▶ [TASK BRIEF]
Copy every item below verbatim, line for line.

-- begin RECORDS FOR THE EXERCISE --

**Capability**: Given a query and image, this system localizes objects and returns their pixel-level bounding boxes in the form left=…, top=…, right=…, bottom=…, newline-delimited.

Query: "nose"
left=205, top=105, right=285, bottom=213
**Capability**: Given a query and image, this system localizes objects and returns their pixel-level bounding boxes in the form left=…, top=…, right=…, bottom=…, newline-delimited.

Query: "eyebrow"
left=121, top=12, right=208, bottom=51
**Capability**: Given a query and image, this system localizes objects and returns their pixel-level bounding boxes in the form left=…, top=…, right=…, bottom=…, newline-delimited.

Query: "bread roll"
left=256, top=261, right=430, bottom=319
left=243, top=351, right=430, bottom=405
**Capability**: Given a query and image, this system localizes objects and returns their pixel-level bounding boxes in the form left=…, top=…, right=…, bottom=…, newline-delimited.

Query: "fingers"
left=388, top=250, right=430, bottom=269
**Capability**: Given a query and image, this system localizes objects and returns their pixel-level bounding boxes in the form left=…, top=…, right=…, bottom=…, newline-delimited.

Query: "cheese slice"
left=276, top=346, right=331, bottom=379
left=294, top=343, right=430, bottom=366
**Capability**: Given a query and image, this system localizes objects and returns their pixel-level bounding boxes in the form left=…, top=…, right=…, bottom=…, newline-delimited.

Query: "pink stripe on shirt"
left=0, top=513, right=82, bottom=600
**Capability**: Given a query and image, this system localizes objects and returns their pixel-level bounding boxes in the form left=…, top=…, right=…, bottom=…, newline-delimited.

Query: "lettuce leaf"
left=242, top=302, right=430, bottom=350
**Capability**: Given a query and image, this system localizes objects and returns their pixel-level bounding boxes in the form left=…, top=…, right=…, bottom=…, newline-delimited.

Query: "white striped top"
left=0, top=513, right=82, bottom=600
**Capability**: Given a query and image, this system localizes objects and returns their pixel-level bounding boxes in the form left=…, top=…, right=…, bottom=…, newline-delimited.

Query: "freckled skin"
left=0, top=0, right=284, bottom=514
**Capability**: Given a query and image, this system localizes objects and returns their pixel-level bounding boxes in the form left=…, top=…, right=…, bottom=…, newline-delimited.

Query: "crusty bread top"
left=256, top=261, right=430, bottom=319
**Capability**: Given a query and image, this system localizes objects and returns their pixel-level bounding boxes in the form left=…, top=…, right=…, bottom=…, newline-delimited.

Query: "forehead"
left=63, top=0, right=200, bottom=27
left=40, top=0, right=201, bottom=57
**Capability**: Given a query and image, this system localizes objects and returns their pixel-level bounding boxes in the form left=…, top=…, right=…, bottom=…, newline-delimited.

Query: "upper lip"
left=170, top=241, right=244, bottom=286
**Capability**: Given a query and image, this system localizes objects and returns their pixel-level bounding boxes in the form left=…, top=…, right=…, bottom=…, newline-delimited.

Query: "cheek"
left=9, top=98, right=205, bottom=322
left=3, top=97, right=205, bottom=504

-- end RECORDS FOR THE EXERCISE --

▶ [OUTPUT FOR THIS EXERCISE]
**Capability**: Given a query and image, this system localizes objects and returns their pixel-level bounding boxes in the form left=…, top=…, right=…, bottom=…, newline-delimited.

Query: "nose"
left=205, top=105, right=285, bottom=213
**Capability**: Given a query and image, this system localizes objects and returns their pixel-level bounding boxes in the form left=…, top=…, right=…, bottom=…, newline-delimited.

Query: "eyebrow"
left=121, top=12, right=208, bottom=51
**Capability**: Given a query and image, this system localizes objects and returns their pixel-level bounding boxes in the form left=…, top=…, right=…, bottom=…, newline-delimited.

Query: "bread roll"
left=256, top=261, right=430, bottom=319
left=243, top=351, right=430, bottom=405
**Capability**: Given a query and image, this system localizes objects and returns their pixel-level bounding boxes in the form left=…, top=…, right=…, bottom=…, newline-delimited.

Query: "fingers"
left=388, top=250, right=430, bottom=269
**Capability**: Given a query and image, this system localizes objects and returns their pixel-level bounding boxes in the form left=…, top=…, right=…, bottom=…, newline-delimited.

Query: "cheese slice"
left=276, top=346, right=331, bottom=379
left=294, top=343, right=430, bottom=366
**Capability**: Given a query and image, this system localizes objects and returns their pixel-level bounding boxes in the form left=…, top=…, right=…, bottom=…, newline-delimited.

Query: "pink stripe on shirt"
left=0, top=513, right=82, bottom=600
**Capability**: Given a query and image, this system localizes objects and returns their pixel-level bounding boxes in the form left=…, top=…, right=…, bottom=…, newline-delimited.

Query: "lettuce leaf"
left=242, top=302, right=430, bottom=350
**Capability**: Given a query and image, this system localizes objects and returns their pixel-level bounding boxes in the form left=…, top=…, right=…, bottom=…, newline-delimited.

Query: "white striped top"
left=0, top=513, right=82, bottom=600
**Capability**: Given a query and image, this system localizes objects and returns their pixel-level bounding boxes in the form left=…, top=…, right=…, bottom=…, newline-delimited.

Query: "freckled skin"
left=0, top=0, right=284, bottom=514
**Capability**: Given a query and image, this system localizes objects and returns their pixel-level bounding boxes in the form left=…, top=…, right=…, bottom=…, newline-delimited.

Query: "crusty bread top"
left=256, top=261, right=430, bottom=319
**Capability**: Given a query and image, this system localizes objects and returns their pixel-level bounding boxes in the form left=…, top=…, right=…, bottom=…, newline-delimited.

Query: "forehead"
left=63, top=0, right=200, bottom=27
left=40, top=0, right=201, bottom=57
**Capability**: Given a query and image, this system localizes objects and returns their pixel-level bounding boxes in the form left=…, top=…, right=…, bottom=…, newline-delimited.

Query: "upper lip"
left=170, top=241, right=244, bottom=286
**Capability**: Given a query and image, this system localizes objects and returns their pixel-level bounding boxes in the form left=…, top=…, right=…, bottom=…, newline-delimited.

Query: "cheek"
left=9, top=98, right=205, bottom=322
left=3, top=97, right=205, bottom=504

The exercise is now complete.